--- start of RECORDS SHOWN ---

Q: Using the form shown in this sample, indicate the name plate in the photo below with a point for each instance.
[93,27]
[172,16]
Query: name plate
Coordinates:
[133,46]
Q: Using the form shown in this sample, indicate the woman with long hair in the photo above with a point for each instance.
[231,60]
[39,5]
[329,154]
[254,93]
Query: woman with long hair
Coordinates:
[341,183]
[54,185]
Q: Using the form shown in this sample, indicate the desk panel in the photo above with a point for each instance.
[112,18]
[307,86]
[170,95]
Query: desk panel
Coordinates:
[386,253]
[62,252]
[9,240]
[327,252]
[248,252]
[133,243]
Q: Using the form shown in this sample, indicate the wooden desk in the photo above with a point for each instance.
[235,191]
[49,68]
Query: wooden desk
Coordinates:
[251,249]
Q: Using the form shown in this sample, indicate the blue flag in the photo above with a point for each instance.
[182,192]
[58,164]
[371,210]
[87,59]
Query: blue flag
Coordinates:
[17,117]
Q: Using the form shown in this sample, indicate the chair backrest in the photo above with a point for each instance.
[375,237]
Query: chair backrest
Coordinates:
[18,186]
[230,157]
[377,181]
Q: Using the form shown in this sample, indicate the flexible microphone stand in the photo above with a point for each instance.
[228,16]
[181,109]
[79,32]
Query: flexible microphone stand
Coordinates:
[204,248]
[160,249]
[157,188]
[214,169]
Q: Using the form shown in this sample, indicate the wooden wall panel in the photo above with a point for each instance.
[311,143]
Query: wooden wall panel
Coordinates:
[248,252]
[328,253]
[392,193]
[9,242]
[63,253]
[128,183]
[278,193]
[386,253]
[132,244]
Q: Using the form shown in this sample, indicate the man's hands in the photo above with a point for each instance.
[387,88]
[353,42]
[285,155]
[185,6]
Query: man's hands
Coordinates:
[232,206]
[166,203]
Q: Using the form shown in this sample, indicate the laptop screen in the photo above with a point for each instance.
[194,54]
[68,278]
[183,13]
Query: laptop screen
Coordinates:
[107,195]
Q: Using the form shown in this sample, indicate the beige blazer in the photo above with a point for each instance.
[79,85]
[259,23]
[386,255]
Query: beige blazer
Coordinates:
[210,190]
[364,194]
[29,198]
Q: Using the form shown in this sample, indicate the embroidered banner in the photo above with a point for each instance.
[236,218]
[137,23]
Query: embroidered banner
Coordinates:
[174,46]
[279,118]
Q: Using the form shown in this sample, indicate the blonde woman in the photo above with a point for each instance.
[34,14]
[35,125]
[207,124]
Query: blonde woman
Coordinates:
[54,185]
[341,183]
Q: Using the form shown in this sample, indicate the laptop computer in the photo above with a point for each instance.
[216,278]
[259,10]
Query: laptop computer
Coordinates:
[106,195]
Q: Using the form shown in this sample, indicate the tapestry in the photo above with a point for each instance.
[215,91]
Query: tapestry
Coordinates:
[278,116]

--- end of RECORDS SHOWN ---

▶ **TASK TO COMPLETE**
Convert the stretch from the line containing "Q: Using the form shown in this sample, indicate the blonde" through the end of the entries into a Markdown table with the columns Row and Entry line, leaving out any blank lines.

▶ **FINISHED EXERCISE**
| Row | Entry line |
|---|---|
| 1 | Q: Using the form shown in this sample, indicate the blonde woman in the photo above with a point for each instance. |
| 2 | [34,14] |
| 3 | [35,125] |
| 4 | [207,124] |
| 5 | Query: blonde woman |
| 6 | Coordinates: |
| 7 | [54,185] |
| 8 | [341,183] |
| 9 | Q: Using the form shown in this sample, indicate the laptop computer in the photo above with a point for each instance. |
| 10 | [216,278] |
| 11 | [259,10] |
| 12 | Query: laptop computer |
| 13 | Coordinates: |
| 14 | [106,195] |
| 15 | Q: Using the form shown in this sample, indicate the tapestry in the photo above with a point for each instance. |
| 16 | [215,91] |
| 17 | Query: tapestry |
| 18 | Coordinates: |
| 19 | [278,116] |